Reproduce the following data line for line without changing anything, but leave the pictures out of your answer.

*AVAILABLE DATA:*
○ ○ ○ ○

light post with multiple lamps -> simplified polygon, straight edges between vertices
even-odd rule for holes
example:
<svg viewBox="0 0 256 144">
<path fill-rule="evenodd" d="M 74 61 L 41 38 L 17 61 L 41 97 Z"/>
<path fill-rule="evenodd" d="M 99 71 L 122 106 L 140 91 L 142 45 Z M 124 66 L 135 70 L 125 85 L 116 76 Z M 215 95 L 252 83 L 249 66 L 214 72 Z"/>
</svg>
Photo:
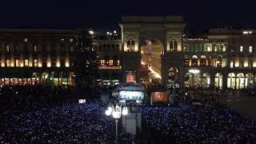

○ ○ ○ ○

*IN RESPONSE:*
light post with multiple lamps -> simplified polygon, straight edges between vertices
even-odd rule for holes
example:
<svg viewBox="0 0 256 144">
<path fill-rule="evenodd" d="M 74 61 L 41 38 L 17 61 L 41 97 Z"/>
<path fill-rule="evenodd" d="M 99 71 L 122 106 L 140 91 L 142 45 Z M 124 66 L 135 70 L 125 85 L 116 76 Z M 215 95 L 252 83 L 249 66 L 214 72 Z"/>
</svg>
Photo:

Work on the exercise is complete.